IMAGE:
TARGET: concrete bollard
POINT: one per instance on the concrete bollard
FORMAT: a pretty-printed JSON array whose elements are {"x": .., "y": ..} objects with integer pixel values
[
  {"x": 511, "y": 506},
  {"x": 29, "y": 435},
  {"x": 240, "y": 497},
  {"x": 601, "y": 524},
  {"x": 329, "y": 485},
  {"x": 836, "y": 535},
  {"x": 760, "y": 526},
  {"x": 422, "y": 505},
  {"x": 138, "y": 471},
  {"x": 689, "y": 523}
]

# # # # # # #

Stated problem: Rewrite the items above, swapping every "concrete bollard" for "stone bollard" and leaving everything else unchanged.

Result below:
IMAGE:
TARGET: stone bollard
POINT: one per instance on the stone bollard
FORMAT: a pretty-printed JSON array whose elements are {"x": .., "y": ..} objects with integer pixel values
[
  {"x": 511, "y": 506},
  {"x": 29, "y": 435},
  {"x": 240, "y": 497},
  {"x": 601, "y": 524},
  {"x": 329, "y": 485},
  {"x": 836, "y": 535},
  {"x": 760, "y": 526},
  {"x": 422, "y": 505},
  {"x": 138, "y": 471},
  {"x": 689, "y": 523}
]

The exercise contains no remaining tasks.